前記〔6〕の発明によれば、前記の効果に加え、ボイラへ供給される給水の水質変化、および膜分離装置へ流入する給水の水質変化をリアルタイムに、かつ精度よく測定することができる。
【発明を実施するための最良の形態】
【0010】
つぎに、本発明の実施形態を図面に基づいて詳細に説明する。 図1は、本発明のボイラシステムの一実施例の構成を示す概略説明図である。
【0011】
図1において、ボイラ1は、ボイラ水を加熱して蒸気を発生させるバーナ2を備えた公知の多管式貫流ボイラである。ボイラ1は、例えば、環状の下部管寄せおよび環状の上部管寄せと、これら各管寄せの間に配置される複数の伝熱管と、これらの各伝熱管により区画形成される燃焼室と、この燃焼室の上部に配置され、前記各伝熱管内のボイラ水を加熱して蒸気を発生させる前記バーナ2を備えて構成される。
【0012】
前記ボイラ1には、給水ライン3が接続されている。この給水ライン3には、上流側から順に給水水質測定部4,給水ポンプ5および逆止弁6が設けられている。また、前記給水ライン3には、前記給水水質測定部4よりも上流側に、原水の水質を調節して給水を生成する水処理部(図2参照。水処理部については後述する。)が設けられている。
【0013】
ここで、給水水質測定部4は、全溶解塩類濃度,硬度,シリカ濃度,酸消費量(pH4.8),塩化物イオン濃度および硫酸イオン濃度から選ばれる水質項目の1種以上を測定し得る少なくとも1つのセンサを備えている(第一実施形態)。前記水質項目のうち、全溶解塩類濃度とは、日本工業規格JIS B8223:1999に規定される全蒸発残留物(mg/リットル)または電気伝導率(mS/m)(25℃)をいう。

* [表示情報]
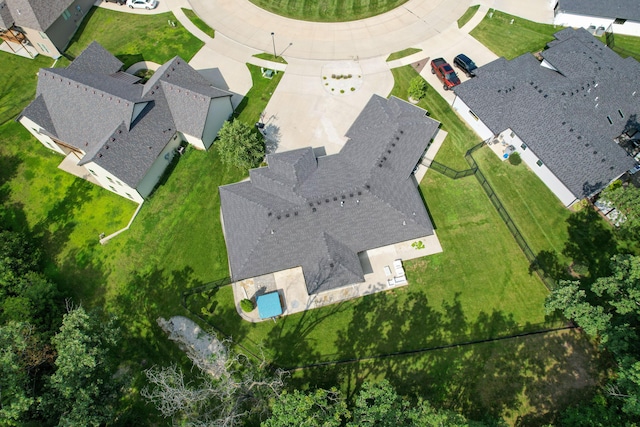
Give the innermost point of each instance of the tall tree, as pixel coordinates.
(317, 408)
(82, 391)
(609, 309)
(238, 144)
(627, 200)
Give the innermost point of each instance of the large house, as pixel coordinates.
(117, 132)
(623, 16)
(319, 213)
(563, 113)
(31, 27)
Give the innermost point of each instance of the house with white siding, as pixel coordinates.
(563, 113)
(115, 131)
(623, 16)
(45, 27)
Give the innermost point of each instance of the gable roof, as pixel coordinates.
(36, 14)
(625, 9)
(567, 109)
(319, 213)
(120, 125)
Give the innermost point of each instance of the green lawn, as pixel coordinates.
(511, 40)
(193, 17)
(466, 17)
(175, 242)
(328, 10)
(401, 54)
(133, 38)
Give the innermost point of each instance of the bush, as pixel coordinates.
(247, 305)
(239, 145)
(417, 88)
(515, 159)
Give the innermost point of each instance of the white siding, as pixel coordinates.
(220, 110)
(473, 121)
(113, 183)
(150, 180)
(34, 129)
(41, 42)
(631, 28)
(543, 172)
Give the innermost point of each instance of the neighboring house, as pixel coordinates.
(319, 213)
(116, 132)
(29, 27)
(563, 114)
(598, 15)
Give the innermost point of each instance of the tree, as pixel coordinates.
(609, 309)
(627, 200)
(82, 390)
(317, 408)
(417, 88)
(226, 397)
(238, 144)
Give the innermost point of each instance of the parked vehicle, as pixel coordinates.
(445, 73)
(463, 62)
(142, 4)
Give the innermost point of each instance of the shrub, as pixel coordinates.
(247, 305)
(417, 88)
(515, 159)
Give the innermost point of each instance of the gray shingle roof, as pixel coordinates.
(320, 213)
(625, 9)
(6, 20)
(563, 116)
(36, 14)
(91, 107)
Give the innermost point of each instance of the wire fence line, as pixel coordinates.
(497, 203)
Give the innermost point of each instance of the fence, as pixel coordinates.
(502, 211)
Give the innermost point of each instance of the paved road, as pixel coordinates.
(303, 111)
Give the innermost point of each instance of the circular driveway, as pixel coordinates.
(405, 26)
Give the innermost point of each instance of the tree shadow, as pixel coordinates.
(591, 242)
(461, 363)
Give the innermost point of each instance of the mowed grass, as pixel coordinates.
(175, 242)
(133, 38)
(466, 17)
(202, 26)
(481, 277)
(497, 33)
(328, 10)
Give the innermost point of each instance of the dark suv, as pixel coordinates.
(463, 62)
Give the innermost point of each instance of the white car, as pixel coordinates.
(142, 4)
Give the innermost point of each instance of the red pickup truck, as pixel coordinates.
(445, 73)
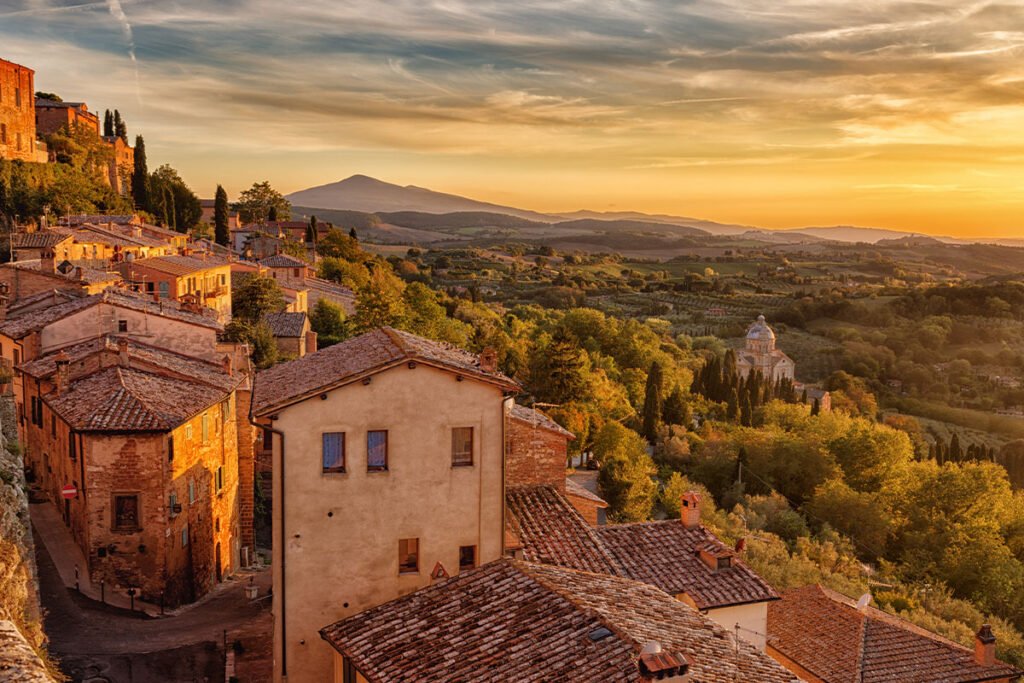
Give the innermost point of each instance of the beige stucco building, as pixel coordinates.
(388, 475)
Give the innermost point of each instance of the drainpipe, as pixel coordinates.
(284, 582)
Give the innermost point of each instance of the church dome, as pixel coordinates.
(760, 331)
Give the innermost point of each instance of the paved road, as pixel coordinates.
(97, 643)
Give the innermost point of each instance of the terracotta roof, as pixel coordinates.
(538, 419)
(128, 399)
(664, 554)
(283, 261)
(549, 529)
(574, 488)
(286, 324)
(823, 632)
(141, 356)
(511, 621)
(368, 353)
(22, 326)
(38, 240)
(177, 265)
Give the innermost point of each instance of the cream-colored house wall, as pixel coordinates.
(753, 621)
(102, 318)
(342, 530)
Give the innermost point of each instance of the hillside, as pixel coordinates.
(360, 193)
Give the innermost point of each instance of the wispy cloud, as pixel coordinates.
(697, 101)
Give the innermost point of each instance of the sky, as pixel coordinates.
(883, 113)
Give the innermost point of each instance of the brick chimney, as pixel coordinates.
(689, 509)
(984, 646)
(123, 358)
(488, 360)
(62, 377)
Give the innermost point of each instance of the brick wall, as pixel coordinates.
(534, 455)
(17, 118)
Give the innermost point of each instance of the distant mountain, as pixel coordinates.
(360, 193)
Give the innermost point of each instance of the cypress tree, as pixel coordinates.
(955, 453)
(140, 177)
(652, 402)
(311, 230)
(221, 235)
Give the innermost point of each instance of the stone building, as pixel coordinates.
(17, 120)
(52, 116)
(296, 273)
(388, 473)
(206, 281)
(513, 621)
(147, 438)
(761, 355)
(825, 637)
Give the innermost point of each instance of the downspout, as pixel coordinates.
(284, 582)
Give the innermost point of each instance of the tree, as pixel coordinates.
(329, 322)
(120, 128)
(140, 176)
(626, 470)
(255, 204)
(221, 235)
(652, 402)
(676, 410)
(175, 205)
(337, 245)
(255, 298)
(380, 302)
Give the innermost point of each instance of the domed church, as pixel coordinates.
(762, 355)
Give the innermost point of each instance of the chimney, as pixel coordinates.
(984, 646)
(62, 377)
(689, 509)
(488, 360)
(123, 359)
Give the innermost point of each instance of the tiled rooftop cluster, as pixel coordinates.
(511, 621)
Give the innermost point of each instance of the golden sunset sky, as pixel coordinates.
(890, 114)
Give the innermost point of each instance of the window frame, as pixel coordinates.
(472, 454)
(334, 469)
(115, 516)
(378, 468)
(404, 567)
(463, 566)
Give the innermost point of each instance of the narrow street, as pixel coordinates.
(95, 643)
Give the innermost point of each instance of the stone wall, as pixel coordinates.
(534, 455)
(18, 587)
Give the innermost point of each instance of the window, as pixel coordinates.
(462, 446)
(409, 556)
(333, 454)
(467, 557)
(377, 451)
(126, 513)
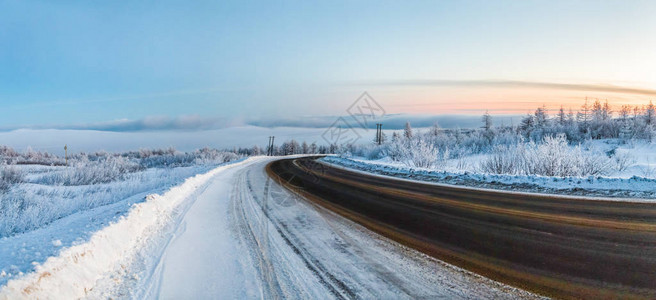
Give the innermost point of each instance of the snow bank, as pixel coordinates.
(74, 273)
(621, 189)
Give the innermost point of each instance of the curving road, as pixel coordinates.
(243, 236)
(555, 246)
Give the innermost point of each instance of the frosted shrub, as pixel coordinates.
(422, 154)
(9, 175)
(414, 153)
(552, 157)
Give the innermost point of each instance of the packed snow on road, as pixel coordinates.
(233, 232)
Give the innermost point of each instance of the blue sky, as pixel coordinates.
(86, 62)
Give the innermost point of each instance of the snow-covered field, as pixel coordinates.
(47, 208)
(637, 180)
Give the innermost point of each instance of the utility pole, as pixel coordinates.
(379, 133)
(271, 140)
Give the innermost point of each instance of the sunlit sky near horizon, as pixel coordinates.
(85, 62)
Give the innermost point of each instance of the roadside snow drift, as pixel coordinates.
(75, 272)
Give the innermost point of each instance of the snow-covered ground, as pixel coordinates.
(235, 233)
(39, 218)
(638, 180)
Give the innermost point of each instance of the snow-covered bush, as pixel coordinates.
(85, 172)
(9, 175)
(414, 152)
(552, 157)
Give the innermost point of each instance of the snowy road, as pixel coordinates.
(246, 237)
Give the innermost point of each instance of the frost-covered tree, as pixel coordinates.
(407, 131)
(487, 121)
(562, 117)
(650, 114)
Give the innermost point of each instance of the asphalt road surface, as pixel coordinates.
(562, 247)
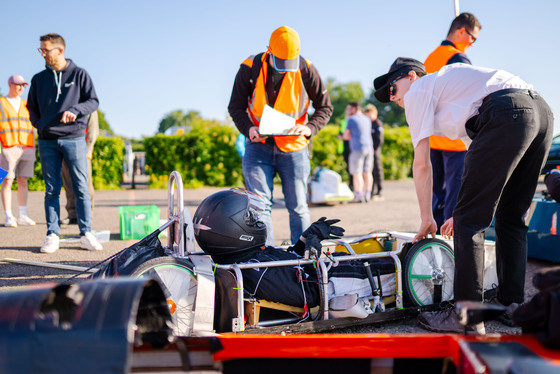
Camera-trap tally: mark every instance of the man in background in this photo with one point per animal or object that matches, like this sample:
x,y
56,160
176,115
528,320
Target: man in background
x,y
448,156
61,98
18,150
92,132
377,136
360,161
287,82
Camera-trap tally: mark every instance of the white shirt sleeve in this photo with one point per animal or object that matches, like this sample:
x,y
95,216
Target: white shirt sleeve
x,y
420,111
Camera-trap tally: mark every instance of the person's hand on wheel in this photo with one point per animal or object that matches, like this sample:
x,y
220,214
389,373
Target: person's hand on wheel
x,y
447,229
427,228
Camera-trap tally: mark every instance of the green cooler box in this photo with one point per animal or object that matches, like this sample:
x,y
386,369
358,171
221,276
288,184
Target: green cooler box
x,y
137,221
543,241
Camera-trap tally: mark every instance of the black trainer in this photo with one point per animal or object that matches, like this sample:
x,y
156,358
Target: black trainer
x,y
447,320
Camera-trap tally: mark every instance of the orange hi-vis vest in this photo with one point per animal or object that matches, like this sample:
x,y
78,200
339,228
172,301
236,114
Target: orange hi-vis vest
x,y
15,127
292,100
435,61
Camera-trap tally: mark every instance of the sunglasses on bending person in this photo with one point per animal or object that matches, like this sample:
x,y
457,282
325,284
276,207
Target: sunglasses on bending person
x,y
392,87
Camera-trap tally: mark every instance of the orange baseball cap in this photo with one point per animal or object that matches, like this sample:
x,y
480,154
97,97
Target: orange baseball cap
x,y
284,46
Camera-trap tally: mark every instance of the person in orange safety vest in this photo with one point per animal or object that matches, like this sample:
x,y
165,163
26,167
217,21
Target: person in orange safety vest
x,y
447,156
18,150
281,80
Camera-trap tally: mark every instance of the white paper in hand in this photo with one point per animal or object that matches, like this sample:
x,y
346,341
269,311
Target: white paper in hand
x,y
275,123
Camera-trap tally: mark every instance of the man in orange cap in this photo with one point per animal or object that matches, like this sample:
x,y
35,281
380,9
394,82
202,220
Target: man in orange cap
x,y
282,79
17,140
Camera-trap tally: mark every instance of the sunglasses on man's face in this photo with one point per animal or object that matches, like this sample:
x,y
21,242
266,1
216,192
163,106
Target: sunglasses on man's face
x,y
392,87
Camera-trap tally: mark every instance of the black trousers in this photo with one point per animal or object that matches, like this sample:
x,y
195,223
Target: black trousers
x,y
511,138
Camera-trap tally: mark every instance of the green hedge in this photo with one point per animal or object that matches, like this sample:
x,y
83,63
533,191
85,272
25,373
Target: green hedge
x,y
207,156
397,152
204,156
107,165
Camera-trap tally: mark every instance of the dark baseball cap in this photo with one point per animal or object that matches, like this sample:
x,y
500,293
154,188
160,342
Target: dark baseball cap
x,y
402,65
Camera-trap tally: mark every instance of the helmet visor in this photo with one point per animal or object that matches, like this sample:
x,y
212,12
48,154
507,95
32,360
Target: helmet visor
x,y
255,208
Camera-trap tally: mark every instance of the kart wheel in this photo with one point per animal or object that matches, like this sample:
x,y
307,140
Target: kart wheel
x,y
179,285
428,272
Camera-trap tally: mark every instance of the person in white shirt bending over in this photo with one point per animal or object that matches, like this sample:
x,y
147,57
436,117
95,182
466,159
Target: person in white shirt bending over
x,y
507,128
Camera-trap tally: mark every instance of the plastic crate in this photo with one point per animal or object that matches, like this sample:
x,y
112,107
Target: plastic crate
x,y
137,221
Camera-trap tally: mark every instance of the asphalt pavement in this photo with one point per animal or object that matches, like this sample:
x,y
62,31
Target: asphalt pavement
x,y
397,212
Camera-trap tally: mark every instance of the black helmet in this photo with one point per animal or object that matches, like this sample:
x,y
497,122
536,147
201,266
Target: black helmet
x,y
228,222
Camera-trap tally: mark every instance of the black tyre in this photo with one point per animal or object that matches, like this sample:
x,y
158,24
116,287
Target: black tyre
x,y
428,272
179,286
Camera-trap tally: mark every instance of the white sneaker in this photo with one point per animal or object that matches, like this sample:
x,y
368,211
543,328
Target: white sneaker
x,y
11,222
89,242
51,244
25,221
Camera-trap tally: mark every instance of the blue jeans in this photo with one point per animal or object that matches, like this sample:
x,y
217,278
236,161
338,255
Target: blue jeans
x,y
52,151
262,161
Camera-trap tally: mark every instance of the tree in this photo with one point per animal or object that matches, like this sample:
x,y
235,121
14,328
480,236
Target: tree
x,y
342,94
178,118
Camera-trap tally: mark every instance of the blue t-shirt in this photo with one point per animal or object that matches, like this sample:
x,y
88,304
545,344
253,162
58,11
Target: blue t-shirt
x,y
360,130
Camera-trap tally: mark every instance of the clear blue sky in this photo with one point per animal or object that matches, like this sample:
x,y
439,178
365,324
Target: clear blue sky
x,y
148,58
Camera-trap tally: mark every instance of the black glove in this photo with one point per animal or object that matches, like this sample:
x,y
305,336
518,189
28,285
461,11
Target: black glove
x,y
324,229
313,242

* [課題 1]
ボイラシステムの説明文によると、水処理部は給水ラインのどこに設けられ、何のためにあるか。一、二文で説明すること。
* [課題 2]
ボイラシステムの説明文を、最後の文の後から同じ文体で書き継ぐこと。

* [解答 1]
水処理部は、給水ラインのうち給水水質測定部4よりも上流側に設けられている。原水の水質を調節して給水を生成するためのものである。

* [解答 2]
【0014】
前記水質項目のうち、全溶解塩類濃度はキャリーオーバーに関連し、塩化物イオン濃度および硫酸イオン濃度は腐食に関連し、硬度,シリカ濃度および酸消費量(pH4.8)はスケールに関連する。そこで、給水水質測定部4の第二実施形態として、キャリーオーバー関連項目(全溶解塩類濃度),腐食関連項目(塩化物イオン濃度,硫酸イオン濃度)およびスケール関連項目(硬度,シリカ濃度,酸消費量(pH4.8))からなる3群のうち2群以上を測定対象群とし、前記各測定対象群からそれぞれ1種以上の水質項目を測定し得るセンサ群を設けるようにしてもよい。
【0015】
前記給水水質測定部4を構成するセンサとしては、たとえば比色式センサまたは電極式センサなどを挙げることができる。このようなセンサを用いることにより、給水の各種水質項目をリアルタイムに、かつ精度良く測定することができる。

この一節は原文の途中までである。